REQUEST 1: Translate into Spanish this sentence from the text on the scalloped quilt border: "Because my quilt was square, math calculations were pretty simple."

DOCUMENT:
________________________________________
Farm Girl Vintage Sew Along 2020 - Finished Quilt with Scalloped Border

At the end of February, the borders and sashing were pieced, the quilt top was finally assembled and delivered to the local longarm quilter for a small bit of custom quilting.  Two years to the month and here we are... the Farm Girl Vintage Sampler quilt is completely finished!  We started in March 2018, and two years later in March 2020, it's all sewn, quilted and bound.  Isn't it exciting!?  This quilt is probably the most time-laborious project I've ever sewn, and it's certainly the most tedious with all the sampler block piecing.  However, I am beyond thrilled with the entire project, including the scalloped border!  I have been so anxious for how it would turn out, but with time, patience and a lot of ironing, I am happy to present to you a step-by-step photo tutorial for how it can be achieved.

Psssst! If you're just joining us and want to get in on the fun, you can always start at the beginning of our series at your own pace.  Grab some Lori Holt fabric and accessories, as well as the two featured books here!

  

 

SCALLOPED QUILT BORDER - Step-by-Step Tutorial 

Tools Needed:

  1. Measuring Tape
  2. Long Cutting Ruler
  3. Sewline Erasable Fabric Pencil
  4. Quilt-In-A-Day Scalloped Border Ruler 
  5. Washi Tape
  6. Small Pair of Scissors
  7. Walking Foot
  8. Enough Bias Binding for your quilt (click here for simple tutorial).  
    * Bias binding can be cut to the standard width of 2 1/2" or 2 1/4" for traditional double-fold quilt binding, or you can trim it to 1 1/2" for sewing it as single-fold binding, like I used in tutorial below.

 

STEP 1:

Watch this tutorial first about how to use the Scallop Ruler

Measure quilt side edges plus top & bottom edges and calculate how many scallops you wish to have on each border side.  Because my quilt was square, math calculations were pretty simple.  With it being 8 blocks by 8 blocks, my quilt measured 75" square, including the border, so I decided to have 10 scallops per side. This means my scallop measurement will be 7 1/2".  The video tutorial above will help with calculations.

 

STEP 2:

(It is assumed that the final quilt border is precut to the preferred width and sewn onto the quilt.)   Once the quilt top is all sewn and before quilting, begin marking your scallops all the way around.  Start, by drawing a 45-degree angled line from each inner corner to outer corner of the outside quilt border.  Drawing this before quilting will help the longarm quilter know the boundaries and allow for any custom quilting, if desired.
________________________________________
REQUEST 2: Rewrite the records starting at the line that has "Segment the rooftop." and ending with the last line of the records. Put "labeled pixel coordinates" in place of "named pixel coordinates", change nothing else, and omit the pictures.
________________________________________
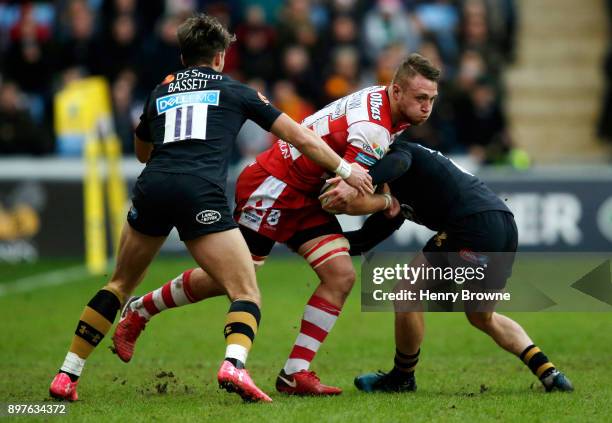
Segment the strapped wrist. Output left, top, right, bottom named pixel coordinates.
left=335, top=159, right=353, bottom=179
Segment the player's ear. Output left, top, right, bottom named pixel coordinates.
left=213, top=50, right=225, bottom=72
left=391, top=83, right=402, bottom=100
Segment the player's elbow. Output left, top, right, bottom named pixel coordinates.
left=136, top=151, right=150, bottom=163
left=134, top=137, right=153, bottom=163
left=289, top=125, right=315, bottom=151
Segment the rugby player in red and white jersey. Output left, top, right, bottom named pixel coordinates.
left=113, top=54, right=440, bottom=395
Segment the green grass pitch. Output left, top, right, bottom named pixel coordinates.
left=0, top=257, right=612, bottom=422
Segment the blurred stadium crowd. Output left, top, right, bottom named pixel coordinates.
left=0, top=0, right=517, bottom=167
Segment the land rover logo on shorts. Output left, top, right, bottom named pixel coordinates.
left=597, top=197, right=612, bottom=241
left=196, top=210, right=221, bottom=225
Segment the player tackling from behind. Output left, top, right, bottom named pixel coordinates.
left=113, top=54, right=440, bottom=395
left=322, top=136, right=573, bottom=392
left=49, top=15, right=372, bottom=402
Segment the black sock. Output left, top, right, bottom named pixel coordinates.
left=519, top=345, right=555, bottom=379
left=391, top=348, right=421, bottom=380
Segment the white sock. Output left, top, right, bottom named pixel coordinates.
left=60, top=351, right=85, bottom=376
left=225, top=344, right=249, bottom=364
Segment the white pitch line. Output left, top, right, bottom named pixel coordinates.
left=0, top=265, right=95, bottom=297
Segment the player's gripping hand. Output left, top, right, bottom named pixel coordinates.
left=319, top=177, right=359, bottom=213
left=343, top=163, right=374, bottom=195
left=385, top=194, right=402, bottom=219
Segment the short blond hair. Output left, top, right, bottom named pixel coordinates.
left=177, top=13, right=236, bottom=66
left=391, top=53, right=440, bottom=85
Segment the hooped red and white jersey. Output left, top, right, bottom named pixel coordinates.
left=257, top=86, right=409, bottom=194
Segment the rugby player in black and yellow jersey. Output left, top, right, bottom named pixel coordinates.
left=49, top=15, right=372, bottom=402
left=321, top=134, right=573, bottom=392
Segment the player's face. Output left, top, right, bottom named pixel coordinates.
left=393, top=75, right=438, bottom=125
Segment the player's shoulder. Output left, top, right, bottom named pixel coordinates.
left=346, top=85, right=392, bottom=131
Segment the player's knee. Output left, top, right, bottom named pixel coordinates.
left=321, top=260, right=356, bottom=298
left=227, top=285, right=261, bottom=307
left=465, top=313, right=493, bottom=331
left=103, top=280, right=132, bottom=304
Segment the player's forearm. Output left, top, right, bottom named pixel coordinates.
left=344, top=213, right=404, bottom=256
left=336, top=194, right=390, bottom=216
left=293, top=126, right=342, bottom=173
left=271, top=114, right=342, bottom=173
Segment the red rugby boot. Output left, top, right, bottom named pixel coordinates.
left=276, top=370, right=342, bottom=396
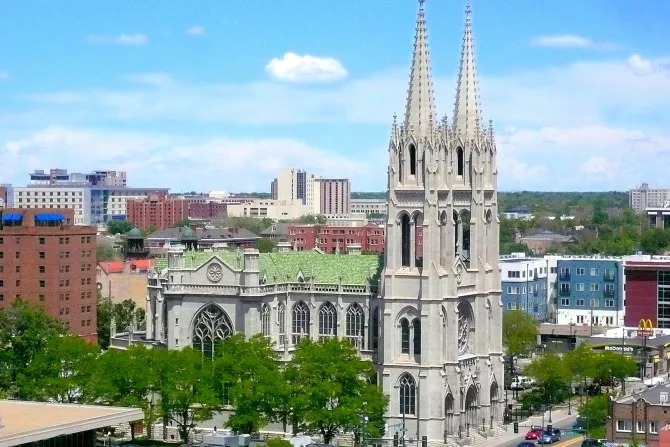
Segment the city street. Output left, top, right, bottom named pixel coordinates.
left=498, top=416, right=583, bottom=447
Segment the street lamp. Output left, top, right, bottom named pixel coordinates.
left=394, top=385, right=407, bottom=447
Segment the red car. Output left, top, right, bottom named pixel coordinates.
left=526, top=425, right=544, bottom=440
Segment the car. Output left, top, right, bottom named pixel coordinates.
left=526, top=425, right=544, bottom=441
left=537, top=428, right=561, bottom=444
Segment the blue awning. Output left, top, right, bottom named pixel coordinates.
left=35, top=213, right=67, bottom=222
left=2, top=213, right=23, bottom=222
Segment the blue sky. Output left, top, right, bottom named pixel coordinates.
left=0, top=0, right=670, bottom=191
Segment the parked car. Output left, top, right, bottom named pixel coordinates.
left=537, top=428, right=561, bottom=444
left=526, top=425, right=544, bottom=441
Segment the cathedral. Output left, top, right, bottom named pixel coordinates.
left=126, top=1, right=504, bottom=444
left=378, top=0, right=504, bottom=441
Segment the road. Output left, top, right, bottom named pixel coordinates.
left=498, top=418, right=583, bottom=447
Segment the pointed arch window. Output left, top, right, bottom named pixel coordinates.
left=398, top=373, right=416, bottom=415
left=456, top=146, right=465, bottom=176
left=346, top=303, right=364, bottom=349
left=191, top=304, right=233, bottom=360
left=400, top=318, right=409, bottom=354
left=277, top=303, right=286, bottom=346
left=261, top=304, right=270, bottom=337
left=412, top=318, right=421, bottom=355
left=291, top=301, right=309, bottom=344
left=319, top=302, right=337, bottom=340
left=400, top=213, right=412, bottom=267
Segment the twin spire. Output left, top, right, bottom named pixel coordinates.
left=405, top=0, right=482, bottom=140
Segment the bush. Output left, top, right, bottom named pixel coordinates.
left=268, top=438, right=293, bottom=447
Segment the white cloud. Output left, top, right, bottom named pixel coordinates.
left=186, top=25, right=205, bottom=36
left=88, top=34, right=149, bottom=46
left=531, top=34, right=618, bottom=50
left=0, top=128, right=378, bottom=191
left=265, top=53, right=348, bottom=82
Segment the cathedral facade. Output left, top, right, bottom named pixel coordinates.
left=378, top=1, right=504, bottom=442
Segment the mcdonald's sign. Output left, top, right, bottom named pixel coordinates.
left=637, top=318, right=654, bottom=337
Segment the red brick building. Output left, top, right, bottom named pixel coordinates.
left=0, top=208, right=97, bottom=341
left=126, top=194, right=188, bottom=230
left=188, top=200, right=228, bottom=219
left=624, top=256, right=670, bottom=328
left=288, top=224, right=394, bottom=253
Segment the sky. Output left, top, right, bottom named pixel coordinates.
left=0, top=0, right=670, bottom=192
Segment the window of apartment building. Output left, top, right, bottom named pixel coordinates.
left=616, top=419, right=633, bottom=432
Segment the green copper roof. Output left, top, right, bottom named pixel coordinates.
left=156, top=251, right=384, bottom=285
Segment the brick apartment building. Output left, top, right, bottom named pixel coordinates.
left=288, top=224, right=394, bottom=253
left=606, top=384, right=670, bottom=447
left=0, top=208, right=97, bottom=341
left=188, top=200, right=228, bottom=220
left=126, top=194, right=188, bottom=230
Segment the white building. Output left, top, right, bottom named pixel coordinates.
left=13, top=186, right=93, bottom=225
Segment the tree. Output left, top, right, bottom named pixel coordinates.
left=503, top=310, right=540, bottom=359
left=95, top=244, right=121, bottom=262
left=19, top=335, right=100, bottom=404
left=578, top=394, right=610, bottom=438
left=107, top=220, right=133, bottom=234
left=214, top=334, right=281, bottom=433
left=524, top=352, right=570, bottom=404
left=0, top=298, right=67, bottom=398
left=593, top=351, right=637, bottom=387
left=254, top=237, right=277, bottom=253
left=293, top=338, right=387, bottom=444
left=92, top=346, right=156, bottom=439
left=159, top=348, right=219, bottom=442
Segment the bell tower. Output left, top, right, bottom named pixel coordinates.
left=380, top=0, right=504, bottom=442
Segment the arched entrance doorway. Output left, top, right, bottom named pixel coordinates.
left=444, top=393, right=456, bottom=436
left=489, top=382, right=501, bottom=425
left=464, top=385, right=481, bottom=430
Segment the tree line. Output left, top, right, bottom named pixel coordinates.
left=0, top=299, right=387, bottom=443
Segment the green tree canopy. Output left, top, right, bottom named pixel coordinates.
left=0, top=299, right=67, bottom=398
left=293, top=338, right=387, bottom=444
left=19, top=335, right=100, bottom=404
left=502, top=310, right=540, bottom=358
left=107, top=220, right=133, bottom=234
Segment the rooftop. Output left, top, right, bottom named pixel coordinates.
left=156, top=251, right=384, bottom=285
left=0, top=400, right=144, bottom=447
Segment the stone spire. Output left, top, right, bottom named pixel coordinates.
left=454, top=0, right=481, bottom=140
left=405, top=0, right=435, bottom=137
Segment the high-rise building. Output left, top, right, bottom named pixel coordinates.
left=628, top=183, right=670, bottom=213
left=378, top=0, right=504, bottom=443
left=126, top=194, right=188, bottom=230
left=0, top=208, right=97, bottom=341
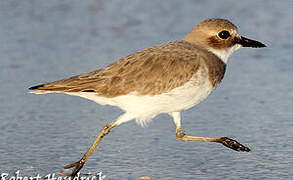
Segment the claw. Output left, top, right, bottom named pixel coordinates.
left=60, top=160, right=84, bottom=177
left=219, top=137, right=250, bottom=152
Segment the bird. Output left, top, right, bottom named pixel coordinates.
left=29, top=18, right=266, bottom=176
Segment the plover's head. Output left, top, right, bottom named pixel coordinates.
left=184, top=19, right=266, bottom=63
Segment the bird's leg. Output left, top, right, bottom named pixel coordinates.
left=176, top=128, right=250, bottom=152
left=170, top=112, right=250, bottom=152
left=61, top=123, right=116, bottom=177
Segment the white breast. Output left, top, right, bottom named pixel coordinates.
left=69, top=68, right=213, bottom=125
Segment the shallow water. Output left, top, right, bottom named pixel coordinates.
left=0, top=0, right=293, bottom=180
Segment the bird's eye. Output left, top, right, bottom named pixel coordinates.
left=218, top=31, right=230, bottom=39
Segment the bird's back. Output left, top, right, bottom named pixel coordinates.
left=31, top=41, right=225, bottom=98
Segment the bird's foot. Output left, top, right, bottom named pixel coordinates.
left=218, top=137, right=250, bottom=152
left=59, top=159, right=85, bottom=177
________________________________________
WRITTEN SOLUTION 1: Como mi colcha era cuadrada, los cálculos matemáticos fueron bastante sencillos.

WRITTEN SOLUTION 2:
Segment the rooftop. Output left, top, right, bottom labeled pixel coordinates.
left=156, top=251, right=384, bottom=285
left=0, top=400, right=144, bottom=447
Segment the stone spire. Output left, top, right, bottom labeled pixel coordinates.
left=454, top=0, right=481, bottom=140
left=405, top=0, right=435, bottom=137
Segment the high-rise building. Output left, top, right, bottom labeled pixel coordinates.
left=628, top=183, right=670, bottom=213
left=378, top=0, right=504, bottom=443
left=126, top=194, right=188, bottom=230
left=0, top=208, right=97, bottom=341
Segment the claw. Output left, top, right, bottom labeled pixel coordinates.
left=60, top=160, right=84, bottom=177
left=219, top=137, right=250, bottom=152
Segment the bird. Output left, top, right, bottom labeled pixel coordinates.
left=29, top=18, right=266, bottom=176
Segment the plover's head. Output left, top, right, bottom labeled pixel coordinates.
left=184, top=19, right=266, bottom=63
Segment the bird's leg. Output left, top, right, bottom labeled pixel coordinates.
left=176, top=128, right=250, bottom=152
left=170, top=112, right=250, bottom=152
left=61, top=123, right=116, bottom=177
Segment the white breast. Output left, top, right, bottom labeled pixel coordinates.
left=69, top=68, right=213, bottom=125
Segment the shallow water. Output left, top, right, bottom labeled pixel coordinates.
left=0, top=0, right=293, bottom=180
Segment the bird's eye. Output left, top, right, bottom labeled pixel coordinates.
left=218, top=31, right=230, bottom=39
Segment the bird's back. Output left, top, right, bottom labeled pixel coordinates.
left=31, top=41, right=225, bottom=98
Segment the bird's foot. Output left, top, right, bottom labeled pixel coordinates.
left=218, top=137, right=250, bottom=152
left=59, top=159, right=85, bottom=177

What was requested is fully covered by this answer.